■ ABOUT THIS EXERCISE ■
Lines in the records below that contain the word "with" must each be copied.

(Referring expression grounding data)
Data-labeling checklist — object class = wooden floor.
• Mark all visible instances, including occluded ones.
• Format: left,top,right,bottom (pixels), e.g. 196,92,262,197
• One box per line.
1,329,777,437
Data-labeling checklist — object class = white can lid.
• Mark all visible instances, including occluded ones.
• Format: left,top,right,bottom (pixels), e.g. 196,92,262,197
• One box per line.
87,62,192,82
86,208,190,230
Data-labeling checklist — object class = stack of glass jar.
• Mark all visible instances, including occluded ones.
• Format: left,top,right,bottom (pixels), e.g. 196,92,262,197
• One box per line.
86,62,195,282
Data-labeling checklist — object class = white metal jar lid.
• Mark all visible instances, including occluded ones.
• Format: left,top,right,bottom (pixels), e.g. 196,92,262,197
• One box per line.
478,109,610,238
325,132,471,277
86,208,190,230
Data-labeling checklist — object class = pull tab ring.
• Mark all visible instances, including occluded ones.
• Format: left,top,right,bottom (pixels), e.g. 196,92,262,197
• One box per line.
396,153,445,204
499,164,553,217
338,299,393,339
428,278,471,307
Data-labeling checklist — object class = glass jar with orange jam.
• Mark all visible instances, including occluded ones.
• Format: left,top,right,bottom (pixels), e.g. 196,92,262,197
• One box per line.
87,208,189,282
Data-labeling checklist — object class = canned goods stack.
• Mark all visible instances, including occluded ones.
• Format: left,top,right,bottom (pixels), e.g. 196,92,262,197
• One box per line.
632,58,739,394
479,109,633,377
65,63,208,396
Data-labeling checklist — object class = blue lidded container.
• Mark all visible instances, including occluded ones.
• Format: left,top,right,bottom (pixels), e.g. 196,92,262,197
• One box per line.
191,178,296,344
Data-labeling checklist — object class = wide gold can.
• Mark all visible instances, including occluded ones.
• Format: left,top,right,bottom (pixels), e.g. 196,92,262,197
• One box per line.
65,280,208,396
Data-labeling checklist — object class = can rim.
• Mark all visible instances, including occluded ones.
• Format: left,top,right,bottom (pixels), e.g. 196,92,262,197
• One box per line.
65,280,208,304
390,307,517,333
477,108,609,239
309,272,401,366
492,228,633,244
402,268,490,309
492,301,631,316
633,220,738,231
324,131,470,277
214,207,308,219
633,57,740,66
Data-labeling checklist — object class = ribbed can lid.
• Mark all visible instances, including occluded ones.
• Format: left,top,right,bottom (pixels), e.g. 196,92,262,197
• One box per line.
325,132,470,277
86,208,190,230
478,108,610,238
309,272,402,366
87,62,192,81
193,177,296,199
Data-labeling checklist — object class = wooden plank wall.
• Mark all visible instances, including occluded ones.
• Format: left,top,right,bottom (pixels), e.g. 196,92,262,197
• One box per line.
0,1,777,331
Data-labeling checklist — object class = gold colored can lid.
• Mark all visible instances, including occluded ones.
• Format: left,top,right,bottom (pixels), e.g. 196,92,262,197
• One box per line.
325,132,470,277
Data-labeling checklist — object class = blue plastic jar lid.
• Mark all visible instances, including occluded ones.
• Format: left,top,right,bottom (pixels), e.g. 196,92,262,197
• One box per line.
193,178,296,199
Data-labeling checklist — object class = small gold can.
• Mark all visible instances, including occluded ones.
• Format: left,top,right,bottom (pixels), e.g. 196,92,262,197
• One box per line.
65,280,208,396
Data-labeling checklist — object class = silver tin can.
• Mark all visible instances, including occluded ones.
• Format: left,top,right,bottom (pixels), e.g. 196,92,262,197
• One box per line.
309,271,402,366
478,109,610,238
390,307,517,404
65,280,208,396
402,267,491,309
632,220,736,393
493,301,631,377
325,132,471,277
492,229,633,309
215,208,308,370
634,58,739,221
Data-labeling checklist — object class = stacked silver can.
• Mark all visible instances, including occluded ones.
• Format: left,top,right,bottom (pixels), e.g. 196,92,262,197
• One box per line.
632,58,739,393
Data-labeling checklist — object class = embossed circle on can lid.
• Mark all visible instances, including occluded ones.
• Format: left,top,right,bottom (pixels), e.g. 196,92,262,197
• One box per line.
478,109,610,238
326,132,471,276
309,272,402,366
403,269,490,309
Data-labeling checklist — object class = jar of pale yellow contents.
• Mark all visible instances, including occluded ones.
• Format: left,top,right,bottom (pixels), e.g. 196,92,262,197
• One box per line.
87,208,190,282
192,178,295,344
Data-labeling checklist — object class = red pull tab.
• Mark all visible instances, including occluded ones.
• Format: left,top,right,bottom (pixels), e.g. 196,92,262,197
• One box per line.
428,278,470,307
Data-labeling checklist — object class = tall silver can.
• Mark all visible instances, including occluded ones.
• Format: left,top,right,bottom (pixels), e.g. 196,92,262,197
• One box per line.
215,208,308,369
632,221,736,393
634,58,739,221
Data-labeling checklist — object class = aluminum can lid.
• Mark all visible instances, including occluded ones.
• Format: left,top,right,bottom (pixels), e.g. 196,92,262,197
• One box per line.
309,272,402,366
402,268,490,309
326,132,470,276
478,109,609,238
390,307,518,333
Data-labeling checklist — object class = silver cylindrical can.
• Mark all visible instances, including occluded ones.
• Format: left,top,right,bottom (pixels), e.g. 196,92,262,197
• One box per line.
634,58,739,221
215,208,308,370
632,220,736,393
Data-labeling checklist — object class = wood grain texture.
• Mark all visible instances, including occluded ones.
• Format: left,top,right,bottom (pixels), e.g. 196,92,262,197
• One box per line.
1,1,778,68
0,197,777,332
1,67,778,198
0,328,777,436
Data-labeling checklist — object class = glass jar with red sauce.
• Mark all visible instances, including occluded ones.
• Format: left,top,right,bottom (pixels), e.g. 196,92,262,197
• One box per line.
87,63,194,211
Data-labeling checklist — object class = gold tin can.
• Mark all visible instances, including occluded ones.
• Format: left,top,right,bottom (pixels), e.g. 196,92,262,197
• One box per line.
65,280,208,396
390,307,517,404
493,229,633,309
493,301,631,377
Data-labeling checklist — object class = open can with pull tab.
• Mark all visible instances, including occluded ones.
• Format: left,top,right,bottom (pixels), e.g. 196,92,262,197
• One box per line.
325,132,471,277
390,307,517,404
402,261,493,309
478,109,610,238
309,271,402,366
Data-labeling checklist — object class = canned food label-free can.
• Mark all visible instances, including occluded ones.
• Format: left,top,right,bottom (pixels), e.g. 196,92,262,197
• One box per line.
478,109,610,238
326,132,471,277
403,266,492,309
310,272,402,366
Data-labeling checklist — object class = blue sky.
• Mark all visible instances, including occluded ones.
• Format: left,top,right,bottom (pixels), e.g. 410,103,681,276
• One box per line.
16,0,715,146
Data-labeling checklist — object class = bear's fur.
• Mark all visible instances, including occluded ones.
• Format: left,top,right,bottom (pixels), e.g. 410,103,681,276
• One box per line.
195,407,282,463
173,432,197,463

■ EXPECTED ANSWER ■
Data-labeling checklist — object class = glass jar with orange jam.
Data-labeling checklist — object class = glass jar with red sauce.
Data-labeling checklist — object class = open can with pull tab.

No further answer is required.